-- Instructions to follow --
Arrange the stretch of the data from its start through the line containing "rule: each instance of the sunset" as a Markdown table with the columns Row and Line. Put one line per row and skip any blank lines.

(Some records)

☆ ☆ ☆

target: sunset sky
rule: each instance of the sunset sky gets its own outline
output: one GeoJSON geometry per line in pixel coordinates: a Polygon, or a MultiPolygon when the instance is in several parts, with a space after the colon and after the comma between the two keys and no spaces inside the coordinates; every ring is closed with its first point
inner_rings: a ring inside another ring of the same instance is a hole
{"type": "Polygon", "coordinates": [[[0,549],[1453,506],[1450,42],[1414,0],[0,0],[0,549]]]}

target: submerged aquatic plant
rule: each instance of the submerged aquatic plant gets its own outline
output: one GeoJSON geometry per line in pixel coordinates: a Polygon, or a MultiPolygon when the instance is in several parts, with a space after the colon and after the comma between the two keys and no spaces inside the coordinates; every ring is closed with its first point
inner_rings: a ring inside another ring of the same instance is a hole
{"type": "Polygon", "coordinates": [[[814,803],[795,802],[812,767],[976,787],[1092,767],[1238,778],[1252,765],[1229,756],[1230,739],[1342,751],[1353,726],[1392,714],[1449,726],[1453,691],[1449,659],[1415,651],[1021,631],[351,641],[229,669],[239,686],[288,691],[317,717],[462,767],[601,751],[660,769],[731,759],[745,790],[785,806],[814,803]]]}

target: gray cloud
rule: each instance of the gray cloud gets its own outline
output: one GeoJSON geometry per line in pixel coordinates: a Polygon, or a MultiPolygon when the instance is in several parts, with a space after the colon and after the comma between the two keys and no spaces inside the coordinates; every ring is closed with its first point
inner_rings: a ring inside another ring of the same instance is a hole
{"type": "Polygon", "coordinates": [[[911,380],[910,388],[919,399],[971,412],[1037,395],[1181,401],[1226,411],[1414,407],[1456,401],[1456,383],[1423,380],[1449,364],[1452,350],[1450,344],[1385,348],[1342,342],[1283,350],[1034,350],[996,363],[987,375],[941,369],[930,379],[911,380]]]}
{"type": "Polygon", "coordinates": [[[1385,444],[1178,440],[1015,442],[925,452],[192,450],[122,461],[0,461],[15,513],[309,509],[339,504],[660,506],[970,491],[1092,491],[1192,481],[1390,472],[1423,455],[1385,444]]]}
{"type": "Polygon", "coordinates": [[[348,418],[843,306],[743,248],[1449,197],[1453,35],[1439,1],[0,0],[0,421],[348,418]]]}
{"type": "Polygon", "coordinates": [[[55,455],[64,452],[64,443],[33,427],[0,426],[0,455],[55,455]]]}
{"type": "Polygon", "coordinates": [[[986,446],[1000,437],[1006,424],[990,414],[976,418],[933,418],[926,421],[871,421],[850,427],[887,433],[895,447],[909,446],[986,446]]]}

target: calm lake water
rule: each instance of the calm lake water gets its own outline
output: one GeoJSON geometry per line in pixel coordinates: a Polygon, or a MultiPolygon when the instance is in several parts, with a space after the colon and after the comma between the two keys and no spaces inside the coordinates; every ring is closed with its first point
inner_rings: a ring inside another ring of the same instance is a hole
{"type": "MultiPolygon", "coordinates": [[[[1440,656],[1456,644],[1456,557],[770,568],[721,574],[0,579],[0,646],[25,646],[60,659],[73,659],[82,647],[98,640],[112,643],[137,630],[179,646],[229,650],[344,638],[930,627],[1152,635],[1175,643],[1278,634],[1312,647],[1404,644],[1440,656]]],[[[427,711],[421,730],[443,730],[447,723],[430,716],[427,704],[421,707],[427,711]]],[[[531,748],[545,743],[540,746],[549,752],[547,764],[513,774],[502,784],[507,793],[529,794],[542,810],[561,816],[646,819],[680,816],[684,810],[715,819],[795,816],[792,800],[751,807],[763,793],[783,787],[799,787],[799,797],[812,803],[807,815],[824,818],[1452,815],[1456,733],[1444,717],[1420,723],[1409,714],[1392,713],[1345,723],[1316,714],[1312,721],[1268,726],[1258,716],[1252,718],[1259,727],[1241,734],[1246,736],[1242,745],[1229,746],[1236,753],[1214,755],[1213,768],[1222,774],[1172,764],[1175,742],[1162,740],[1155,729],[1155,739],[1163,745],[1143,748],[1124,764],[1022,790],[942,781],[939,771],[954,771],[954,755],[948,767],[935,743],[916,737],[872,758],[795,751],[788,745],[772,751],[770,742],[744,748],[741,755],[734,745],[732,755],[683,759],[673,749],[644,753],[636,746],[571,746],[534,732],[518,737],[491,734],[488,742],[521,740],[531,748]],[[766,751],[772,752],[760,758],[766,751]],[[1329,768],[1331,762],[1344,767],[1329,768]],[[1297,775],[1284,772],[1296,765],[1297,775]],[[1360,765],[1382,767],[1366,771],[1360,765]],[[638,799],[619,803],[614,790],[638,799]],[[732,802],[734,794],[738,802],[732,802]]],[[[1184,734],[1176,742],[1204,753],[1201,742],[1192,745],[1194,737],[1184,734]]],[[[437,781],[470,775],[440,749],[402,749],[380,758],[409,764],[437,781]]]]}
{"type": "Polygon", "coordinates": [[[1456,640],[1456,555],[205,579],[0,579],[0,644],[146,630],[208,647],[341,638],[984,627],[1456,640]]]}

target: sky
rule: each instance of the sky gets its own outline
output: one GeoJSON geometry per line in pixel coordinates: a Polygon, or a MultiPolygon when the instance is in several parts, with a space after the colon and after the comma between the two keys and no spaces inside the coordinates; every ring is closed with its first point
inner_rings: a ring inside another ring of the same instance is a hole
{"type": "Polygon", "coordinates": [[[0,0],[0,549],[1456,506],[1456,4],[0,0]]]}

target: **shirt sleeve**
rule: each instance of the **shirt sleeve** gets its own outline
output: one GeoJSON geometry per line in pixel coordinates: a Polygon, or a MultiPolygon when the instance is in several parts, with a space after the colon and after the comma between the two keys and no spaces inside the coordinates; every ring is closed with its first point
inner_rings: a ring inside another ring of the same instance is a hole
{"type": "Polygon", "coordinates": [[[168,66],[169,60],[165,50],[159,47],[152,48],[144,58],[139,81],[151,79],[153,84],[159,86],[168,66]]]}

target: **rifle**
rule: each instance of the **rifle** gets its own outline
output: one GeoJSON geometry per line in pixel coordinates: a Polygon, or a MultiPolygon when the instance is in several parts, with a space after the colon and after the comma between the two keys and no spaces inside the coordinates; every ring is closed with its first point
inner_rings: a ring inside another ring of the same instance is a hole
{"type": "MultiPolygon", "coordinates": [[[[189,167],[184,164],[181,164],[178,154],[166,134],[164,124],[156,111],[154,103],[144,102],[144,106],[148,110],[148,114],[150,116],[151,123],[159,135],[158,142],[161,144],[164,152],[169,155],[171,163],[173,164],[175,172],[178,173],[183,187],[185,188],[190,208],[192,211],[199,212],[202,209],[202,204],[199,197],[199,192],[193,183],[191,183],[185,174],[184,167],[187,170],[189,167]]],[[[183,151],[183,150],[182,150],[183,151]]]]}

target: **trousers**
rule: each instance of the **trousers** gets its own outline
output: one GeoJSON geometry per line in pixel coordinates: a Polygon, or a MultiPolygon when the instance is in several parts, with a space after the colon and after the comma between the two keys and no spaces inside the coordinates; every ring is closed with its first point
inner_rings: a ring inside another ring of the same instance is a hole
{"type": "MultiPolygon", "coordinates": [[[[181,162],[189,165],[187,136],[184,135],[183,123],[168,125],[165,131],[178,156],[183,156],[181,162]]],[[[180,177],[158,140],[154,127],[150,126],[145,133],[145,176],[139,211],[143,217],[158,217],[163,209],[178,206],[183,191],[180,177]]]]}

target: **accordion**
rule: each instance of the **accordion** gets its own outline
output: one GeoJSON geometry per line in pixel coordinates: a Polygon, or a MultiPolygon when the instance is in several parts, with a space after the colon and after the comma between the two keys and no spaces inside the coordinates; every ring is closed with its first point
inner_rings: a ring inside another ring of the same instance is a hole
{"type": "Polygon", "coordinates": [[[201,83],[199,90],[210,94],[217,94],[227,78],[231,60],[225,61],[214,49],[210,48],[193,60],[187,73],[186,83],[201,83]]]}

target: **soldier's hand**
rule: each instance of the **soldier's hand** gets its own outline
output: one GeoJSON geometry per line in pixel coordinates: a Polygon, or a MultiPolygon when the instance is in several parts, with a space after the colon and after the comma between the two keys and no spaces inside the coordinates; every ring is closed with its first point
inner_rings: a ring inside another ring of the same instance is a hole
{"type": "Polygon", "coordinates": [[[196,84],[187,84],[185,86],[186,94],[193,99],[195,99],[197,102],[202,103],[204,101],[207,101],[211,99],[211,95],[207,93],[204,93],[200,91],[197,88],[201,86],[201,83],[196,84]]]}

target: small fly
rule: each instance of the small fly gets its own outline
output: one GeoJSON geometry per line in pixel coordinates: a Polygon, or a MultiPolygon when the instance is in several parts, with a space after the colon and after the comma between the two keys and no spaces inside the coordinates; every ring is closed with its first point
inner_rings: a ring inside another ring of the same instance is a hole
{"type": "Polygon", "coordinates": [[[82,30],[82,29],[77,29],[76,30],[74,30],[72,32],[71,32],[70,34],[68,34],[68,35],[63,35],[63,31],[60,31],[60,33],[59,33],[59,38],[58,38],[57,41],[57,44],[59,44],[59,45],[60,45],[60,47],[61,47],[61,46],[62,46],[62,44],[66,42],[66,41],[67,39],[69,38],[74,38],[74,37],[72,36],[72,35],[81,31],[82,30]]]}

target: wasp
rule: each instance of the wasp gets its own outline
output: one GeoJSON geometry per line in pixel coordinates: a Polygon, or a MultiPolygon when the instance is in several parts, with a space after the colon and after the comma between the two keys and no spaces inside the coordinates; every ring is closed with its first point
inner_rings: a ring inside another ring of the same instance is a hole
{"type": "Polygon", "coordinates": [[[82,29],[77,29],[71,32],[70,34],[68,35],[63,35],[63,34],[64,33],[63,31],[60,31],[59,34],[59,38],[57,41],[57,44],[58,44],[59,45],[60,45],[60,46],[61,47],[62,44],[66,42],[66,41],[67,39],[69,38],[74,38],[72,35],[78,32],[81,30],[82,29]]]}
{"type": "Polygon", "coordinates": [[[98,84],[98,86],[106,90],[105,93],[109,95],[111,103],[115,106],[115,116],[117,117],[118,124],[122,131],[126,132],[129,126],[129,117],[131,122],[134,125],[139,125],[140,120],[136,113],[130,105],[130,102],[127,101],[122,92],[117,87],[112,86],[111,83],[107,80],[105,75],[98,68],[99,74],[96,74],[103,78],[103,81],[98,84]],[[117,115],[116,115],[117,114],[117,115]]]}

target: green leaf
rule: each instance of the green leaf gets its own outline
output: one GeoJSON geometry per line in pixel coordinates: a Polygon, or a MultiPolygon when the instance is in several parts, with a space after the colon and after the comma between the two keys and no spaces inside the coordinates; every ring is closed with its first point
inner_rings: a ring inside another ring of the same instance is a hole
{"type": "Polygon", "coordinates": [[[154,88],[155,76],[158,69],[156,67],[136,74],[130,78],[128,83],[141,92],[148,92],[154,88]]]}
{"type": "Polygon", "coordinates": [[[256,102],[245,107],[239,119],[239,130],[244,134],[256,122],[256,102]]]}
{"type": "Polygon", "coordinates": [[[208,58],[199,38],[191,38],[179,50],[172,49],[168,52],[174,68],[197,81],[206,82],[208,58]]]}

☆ ☆ ☆

-- Worked solution --
| Row | Line |
|---|---|
| 1 | target: sunset sky |
| 2 | rule: each instance of the sunset sky gets its own outline |